▶ **Görev**: ABD'nin İsrail'e yardımını konu alan alıntıdaki şu cümleyi İngilizceye çevirin: "Senato 13 Şubat’ta İsrail için devasa bir anlaşmayı onayladı: 14.1 milyar dolarlık ek askeri yardım."

▶ **Alıntı**:
Gazze’deki savaş göz önüne alındığında, İsrail ile Suudi Arabistan arasında ABD’nin aracılık ettiği benzer bir anlaşmanın Amerikan seçmenine satılması zor olacak. The New York Times’a göre ABD, Suudilerin İsrail’i tanıması karşılığında karşılıklı savunma anlaşması önerdi. Böyle bir anlaşma, dünyanın en zalim otokrasilerinden birini savunmak için ABD askerlerini potansiyel olarak riske atacak. Biden’ın ulusal güvenlik danışman yardımcısının da itiraf ettiği gibi, “Suudi Arabistan için bu ülkede ve Kongremizde çok popüler olmayacak şeyler yapmak zorunda kalacağız.”
KESENİN AĞZINI SIKMAK
Biden, herhangi bir yasa tarafından sınırlandırılmadan, İsrail’e ek yardımı etkili bir şekilde reddedebilir. Senato 13 Şubat’ta İsrail için devasa bir anlaşmayı onayladı: 14.1 milyar dolarlık ek askeri yardım. Bu yardım, 7 Ekim saldırısından önce onaylanan yıllık meblağa ek olarak ve neredeyse dört katı büyüklüğünde. Temsilciler Meclisi bu tasarıyı oylamaya sunmadı çünkü Cumhuriyetçi Parti, İsrail’e verilecek yardıma bağlı olan çok daha büyük Ukrayna yardımı paketi konusunda derin bir bölünme yaşıyor. Ukrayna’nın finansmanı meselesi çözüldüğünde Biden, Netanyahu’nun, ABD Dışişleri Bakanı Antony Blinken’in Şubat ayında açıkladığı gibi “İsrail ile barış içinde yan yana yaşayan bir Filistin devletine giden pratik, zamana bağlı ve geri dönüşü olmayan bir yol” da dahil yönetiminin tüm gündemini kabul etmemesi halinde İsrail’e yapılacak herhangi bir ek yardımı veto etmekle tehdit edebilir. İsrail’in böyle bir plana destek vermemesi halinde Biden, Gazze’de çatışma sonrası yeniden yapılanma ve güvenlik için herhangi bir fonu veto etmekle tehdit edebilir ki bu da İsrail’in tek başına yapabileceğinin çok ötesinde bir proje.

▶ **Veri kayıtları**:
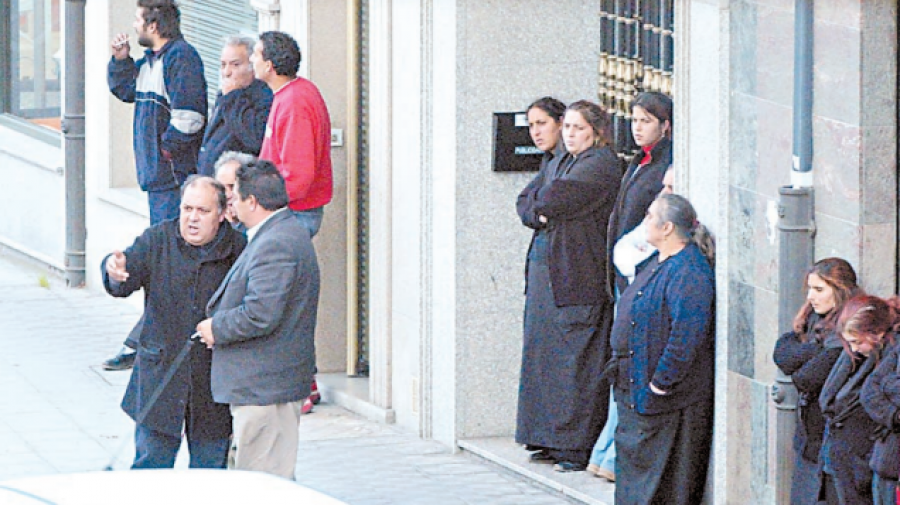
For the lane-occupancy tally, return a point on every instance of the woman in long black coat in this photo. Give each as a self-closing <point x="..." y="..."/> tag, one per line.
<point x="562" y="400"/>
<point x="807" y="354"/>
<point x="663" y="347"/>
<point x="867" y="325"/>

▶ **Yanıt**: On February 13, the Senate approved a massive deal for Israel: $14.1 billion in additional military aid.